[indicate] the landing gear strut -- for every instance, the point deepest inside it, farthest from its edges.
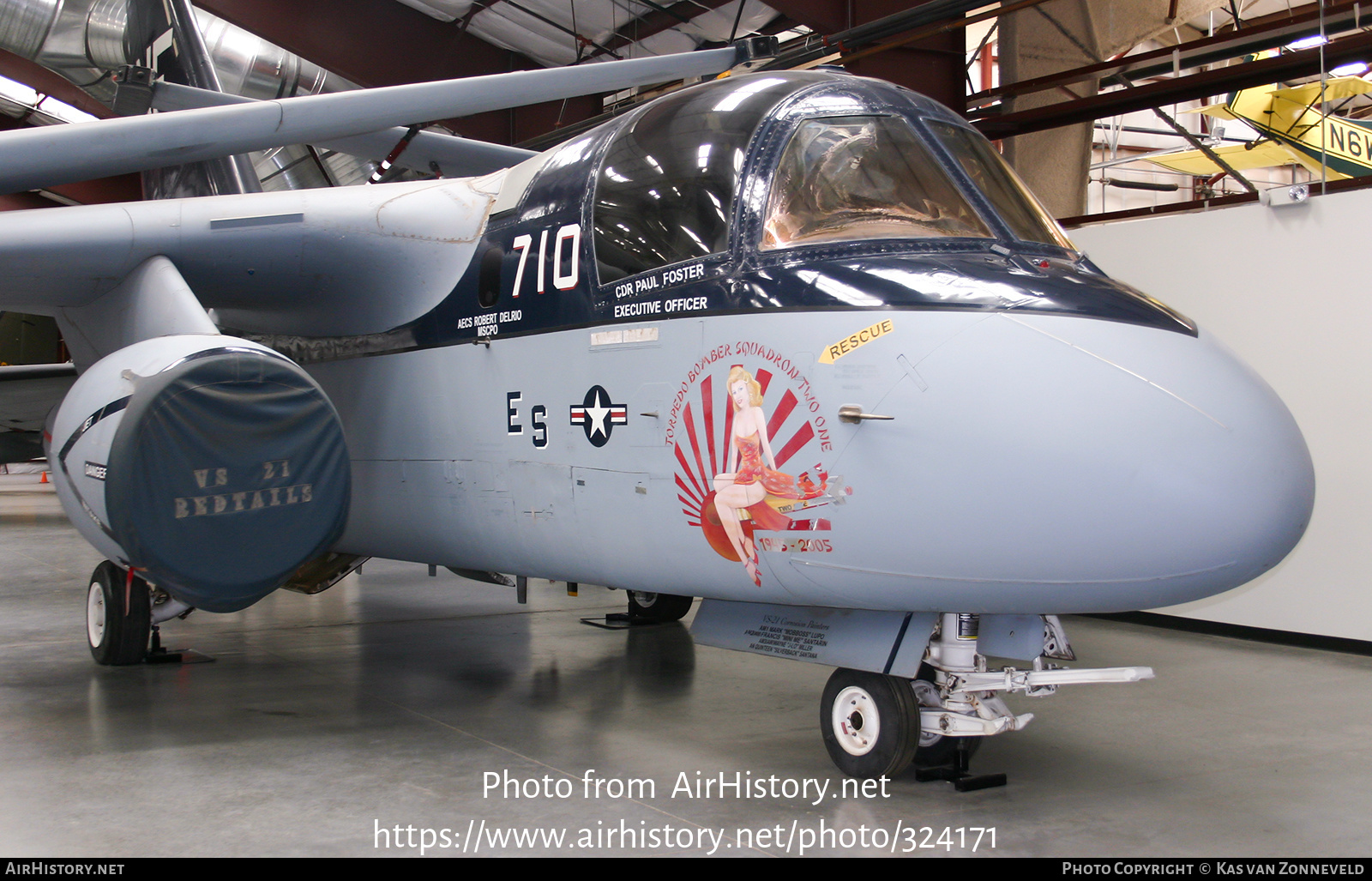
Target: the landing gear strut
(877, 725)
(870, 723)
(118, 617)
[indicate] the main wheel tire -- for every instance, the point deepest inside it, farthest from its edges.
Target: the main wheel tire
(658, 606)
(870, 723)
(118, 617)
(935, 750)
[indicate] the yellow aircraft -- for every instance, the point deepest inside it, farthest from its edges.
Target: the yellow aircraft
(1291, 130)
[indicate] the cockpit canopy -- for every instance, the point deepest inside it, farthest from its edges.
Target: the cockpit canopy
(851, 169)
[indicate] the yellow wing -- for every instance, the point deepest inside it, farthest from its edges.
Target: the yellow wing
(1334, 89)
(1220, 112)
(1238, 155)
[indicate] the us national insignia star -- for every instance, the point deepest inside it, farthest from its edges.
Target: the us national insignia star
(597, 416)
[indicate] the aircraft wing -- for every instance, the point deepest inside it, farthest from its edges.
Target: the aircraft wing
(456, 157)
(27, 391)
(1335, 88)
(1220, 112)
(48, 155)
(1238, 155)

------

» Instructions for the task
Reproduce every entry above with each occurrence of "farthest from its edges" replaced by "most distant from its boundary" and everything else left as is. Omit the pictures from your answer.

» Response
[indicate] the landing gear strut -- for every instance, the point deepest inside it, most distant from its boundary.
Target: the landing gear strut
(877, 725)
(870, 723)
(118, 617)
[indicate] the main wheel tire -- for every instance, the point deepest inside it, most distant from its boundary.
Target: the main wheel tire
(658, 606)
(870, 723)
(118, 617)
(935, 750)
[indicate] the yellow aircraft -- for every instance, the point deepest inside it, most distant from its boundary.
Target: the yellow aircraft
(1291, 130)
[indicate] the cockpit canopy -- for every instance, the point deepest inside it, most distant from its boundary.
Target: the cockpit canopy
(851, 169)
[indicate] the yellow wing -- for every instance, the point deepest inside it, most distant from its boundary.
Target: the yellow wing
(1334, 89)
(1220, 112)
(1238, 155)
[indicate] the us national insignia star -- for every instance, the point deepest inside it, most distant from its boundary.
Target: the us national insignia star
(597, 416)
[indicate] the aircraft wing -- for every instance, the point deepest inside it, most distant from its boundary.
Target: the aircraft wing
(456, 157)
(27, 391)
(1335, 88)
(1220, 112)
(48, 155)
(1238, 155)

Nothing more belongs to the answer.